- **Selected excerpt**:
*** Begin section ***
5. Run the regression tests
llm-regtest run
Sample output:
[PASS] summarize-article (fuzzy: 0.94, semantic: 0.97, agg=0.96) [312ms, $0.00018]
[WARN] email-rewrite (fuzzy: 0.71, semantic: 0.79, agg=0.77) [289ms, $0.00014]
[FAIL] sentiment-label (exact: 0.00, fuzzy: 0.43, agg=0.21) [198ms, $0.00009]
------------------------------------------------
Results (3 cases): 1 passed, 1 warned, 1 failed
Cost: $0.00041 | Latency: 266.3ms avg
------------------------------------------------
Each result line now shows latency (ms) and cost (USD) alongside the score. The summary line aggregates total cost and average latency across the run.
6. View a saved report
llm-regtest report
How the Regression Check Works
prompt_cases.json .promptregtest/baselines/
┌──────────────────┐ ┌───────────────────────────┐
│ id: "summarize" │ │ summarize.txt │
│ prompt: "..." │──run──▶ │ "Short 10-min walks..." │◀── baseline
│ input: "..." │ └───────────────────────────┘
└──────────────────┘ │
│ compare
New run output ──────────────────┘
"Brief post-meal walks..."
│
▼
scorer.semantic_similarity(new, baseline)
= cosine(embed(new), embed(baseline))
= 0.91 → PASS (threshold: 0.85)
On each run, the tool:
- Loads every case from
prompt_cases.json - Sends the prompt (+ optional input) to the configured model
- Measures latency (wall-clock ms) and token counts for that call
- Computes USD cost from the provider's pricing table
- Runs each configured scorer against the stored baseline
- Computes a weighted aggregate score
- Compares it to the
pass/warnthresholds - Saves a JSON report to
.promptregtest/reports/
Cost and Latency Tracking
Every run automatically captures:
| Metric | Where it appears |
|---|---|
| Per-request latency (ms) | Beside each result: [312ms, $0.00018] |
| Per-request USD cost | Beside each result: [312ms, $0.00018] |
| Total run cost | Summary line: Cost: $0.00041 |
| Average latency | Summary line: Latency: 266.3ms avg |
| Input / output token counts | Saved in the JSON report |
Cost is calculated from built-in pricing tables for common OpenAI and Anthropic models. Unknown models report $0.00000 (no crash). The JSON report stores input_tokens, output_tokens, cost_usd, and latency_ms per case for later analysis.
*** End section ***
Translate this sentence from the regression-testing excerpt into Spanish: "The summary line aggregates total cost and average latency across the run."

- **Records shown**:
*** Begin section ***
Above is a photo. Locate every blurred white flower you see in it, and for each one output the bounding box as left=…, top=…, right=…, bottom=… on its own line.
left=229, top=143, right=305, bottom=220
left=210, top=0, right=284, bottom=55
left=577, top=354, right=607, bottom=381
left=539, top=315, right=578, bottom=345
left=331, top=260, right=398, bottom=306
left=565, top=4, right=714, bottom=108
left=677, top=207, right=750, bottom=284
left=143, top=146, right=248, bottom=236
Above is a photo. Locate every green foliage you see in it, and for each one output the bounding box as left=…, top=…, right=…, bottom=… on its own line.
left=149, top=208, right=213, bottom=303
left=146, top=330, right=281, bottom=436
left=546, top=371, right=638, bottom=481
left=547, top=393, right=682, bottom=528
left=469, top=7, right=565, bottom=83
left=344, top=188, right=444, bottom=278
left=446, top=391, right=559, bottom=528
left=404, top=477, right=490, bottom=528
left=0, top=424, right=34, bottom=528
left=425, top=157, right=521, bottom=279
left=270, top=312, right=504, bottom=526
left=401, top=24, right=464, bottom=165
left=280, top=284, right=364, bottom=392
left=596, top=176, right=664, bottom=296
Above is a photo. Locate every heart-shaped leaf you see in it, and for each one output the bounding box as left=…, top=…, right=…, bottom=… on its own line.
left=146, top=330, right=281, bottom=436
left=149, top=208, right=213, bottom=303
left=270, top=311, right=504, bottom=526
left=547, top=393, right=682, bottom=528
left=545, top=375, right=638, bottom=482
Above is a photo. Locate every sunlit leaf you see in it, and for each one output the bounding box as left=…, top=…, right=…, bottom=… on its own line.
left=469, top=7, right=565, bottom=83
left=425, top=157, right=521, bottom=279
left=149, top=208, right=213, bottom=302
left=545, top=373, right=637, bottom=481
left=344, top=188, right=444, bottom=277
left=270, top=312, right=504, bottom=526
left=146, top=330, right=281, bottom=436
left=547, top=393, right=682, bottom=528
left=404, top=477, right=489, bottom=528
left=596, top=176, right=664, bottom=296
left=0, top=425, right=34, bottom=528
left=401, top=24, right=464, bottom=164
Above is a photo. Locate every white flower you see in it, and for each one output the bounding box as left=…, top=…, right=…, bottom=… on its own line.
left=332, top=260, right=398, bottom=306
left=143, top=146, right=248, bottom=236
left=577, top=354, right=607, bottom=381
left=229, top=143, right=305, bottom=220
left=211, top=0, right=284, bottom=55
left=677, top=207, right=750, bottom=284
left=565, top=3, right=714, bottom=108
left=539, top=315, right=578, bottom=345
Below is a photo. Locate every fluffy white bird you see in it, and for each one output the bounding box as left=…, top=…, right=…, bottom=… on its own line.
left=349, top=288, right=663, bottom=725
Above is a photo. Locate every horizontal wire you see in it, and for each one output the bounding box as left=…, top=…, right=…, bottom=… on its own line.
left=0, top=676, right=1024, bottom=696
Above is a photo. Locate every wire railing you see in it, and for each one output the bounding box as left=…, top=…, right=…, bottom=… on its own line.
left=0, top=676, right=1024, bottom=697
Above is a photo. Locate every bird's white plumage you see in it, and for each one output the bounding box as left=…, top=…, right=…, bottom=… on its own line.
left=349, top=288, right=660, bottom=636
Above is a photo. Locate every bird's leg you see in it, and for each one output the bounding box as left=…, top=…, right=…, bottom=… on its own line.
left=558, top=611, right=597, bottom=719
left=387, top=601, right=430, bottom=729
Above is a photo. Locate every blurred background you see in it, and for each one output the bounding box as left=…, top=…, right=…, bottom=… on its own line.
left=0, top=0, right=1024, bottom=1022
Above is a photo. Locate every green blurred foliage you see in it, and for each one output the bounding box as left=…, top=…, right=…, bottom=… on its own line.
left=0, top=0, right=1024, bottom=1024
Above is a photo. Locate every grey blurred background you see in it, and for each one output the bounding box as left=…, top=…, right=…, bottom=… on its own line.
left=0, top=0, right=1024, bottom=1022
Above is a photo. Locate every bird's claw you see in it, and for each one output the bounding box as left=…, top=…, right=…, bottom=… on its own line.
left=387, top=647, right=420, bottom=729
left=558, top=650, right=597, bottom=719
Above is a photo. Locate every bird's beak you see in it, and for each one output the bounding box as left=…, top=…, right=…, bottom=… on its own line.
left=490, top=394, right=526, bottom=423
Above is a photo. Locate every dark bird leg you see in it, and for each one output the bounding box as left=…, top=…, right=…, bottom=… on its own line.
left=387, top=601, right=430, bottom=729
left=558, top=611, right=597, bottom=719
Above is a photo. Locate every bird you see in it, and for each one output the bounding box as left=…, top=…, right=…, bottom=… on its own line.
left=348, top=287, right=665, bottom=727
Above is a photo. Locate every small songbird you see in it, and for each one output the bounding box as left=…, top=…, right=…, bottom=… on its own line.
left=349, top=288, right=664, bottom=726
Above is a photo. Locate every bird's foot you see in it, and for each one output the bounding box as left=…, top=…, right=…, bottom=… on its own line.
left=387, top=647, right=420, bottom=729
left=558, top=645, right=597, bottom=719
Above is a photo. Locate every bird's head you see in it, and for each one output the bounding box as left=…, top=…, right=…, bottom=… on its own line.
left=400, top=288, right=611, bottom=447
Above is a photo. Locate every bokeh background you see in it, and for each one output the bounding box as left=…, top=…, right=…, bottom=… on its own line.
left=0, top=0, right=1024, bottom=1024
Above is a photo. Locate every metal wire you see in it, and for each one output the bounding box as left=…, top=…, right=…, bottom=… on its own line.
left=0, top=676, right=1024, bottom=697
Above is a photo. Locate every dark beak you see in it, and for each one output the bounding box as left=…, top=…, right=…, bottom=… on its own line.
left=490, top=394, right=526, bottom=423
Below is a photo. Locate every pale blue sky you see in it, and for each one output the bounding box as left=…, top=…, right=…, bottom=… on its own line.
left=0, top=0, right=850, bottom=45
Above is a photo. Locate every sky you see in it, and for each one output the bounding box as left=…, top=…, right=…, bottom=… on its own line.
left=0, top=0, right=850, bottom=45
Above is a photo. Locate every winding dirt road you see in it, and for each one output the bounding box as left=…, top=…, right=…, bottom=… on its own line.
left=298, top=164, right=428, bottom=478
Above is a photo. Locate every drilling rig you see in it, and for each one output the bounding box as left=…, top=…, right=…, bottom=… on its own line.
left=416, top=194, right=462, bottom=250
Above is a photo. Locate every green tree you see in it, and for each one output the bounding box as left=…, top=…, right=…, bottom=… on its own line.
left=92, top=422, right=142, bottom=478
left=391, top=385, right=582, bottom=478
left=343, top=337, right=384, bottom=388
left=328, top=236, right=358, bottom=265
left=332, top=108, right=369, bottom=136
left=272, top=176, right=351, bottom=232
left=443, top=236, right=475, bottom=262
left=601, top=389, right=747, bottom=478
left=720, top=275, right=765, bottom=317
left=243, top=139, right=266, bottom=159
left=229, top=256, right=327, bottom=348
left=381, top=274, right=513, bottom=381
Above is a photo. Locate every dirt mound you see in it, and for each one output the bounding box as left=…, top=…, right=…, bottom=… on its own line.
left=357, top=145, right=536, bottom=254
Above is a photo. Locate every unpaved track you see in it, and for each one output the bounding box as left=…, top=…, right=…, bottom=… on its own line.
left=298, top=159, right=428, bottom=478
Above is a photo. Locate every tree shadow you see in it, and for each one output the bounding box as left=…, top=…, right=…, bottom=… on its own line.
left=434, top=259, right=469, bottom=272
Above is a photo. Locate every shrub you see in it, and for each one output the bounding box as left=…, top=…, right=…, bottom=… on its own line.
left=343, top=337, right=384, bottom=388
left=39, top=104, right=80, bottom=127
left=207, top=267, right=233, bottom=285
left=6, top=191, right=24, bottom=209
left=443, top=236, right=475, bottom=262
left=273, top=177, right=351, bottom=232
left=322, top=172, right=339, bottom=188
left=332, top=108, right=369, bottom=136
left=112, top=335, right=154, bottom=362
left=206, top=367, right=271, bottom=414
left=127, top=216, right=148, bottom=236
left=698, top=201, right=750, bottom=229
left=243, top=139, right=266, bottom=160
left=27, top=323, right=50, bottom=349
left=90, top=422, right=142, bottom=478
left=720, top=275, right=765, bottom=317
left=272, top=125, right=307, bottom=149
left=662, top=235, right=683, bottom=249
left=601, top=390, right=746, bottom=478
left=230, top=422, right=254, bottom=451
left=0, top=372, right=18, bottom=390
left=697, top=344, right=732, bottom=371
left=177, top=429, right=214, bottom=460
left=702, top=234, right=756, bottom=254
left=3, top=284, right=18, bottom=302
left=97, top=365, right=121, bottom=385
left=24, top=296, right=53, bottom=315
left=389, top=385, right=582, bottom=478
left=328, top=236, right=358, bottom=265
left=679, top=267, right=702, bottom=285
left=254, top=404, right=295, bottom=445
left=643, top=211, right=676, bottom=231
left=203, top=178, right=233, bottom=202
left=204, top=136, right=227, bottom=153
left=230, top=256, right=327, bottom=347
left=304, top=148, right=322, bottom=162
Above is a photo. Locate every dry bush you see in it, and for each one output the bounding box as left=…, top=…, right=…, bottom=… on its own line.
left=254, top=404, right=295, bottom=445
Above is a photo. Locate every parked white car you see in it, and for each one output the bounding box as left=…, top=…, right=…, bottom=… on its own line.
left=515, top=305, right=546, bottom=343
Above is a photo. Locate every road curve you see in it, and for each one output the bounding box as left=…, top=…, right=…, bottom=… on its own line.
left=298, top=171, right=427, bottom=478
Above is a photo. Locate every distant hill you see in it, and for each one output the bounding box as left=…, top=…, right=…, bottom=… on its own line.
*** End section ***
- **Result**: La línea de resumen reúne el costo total y la latencia promedio de toda la ejecución.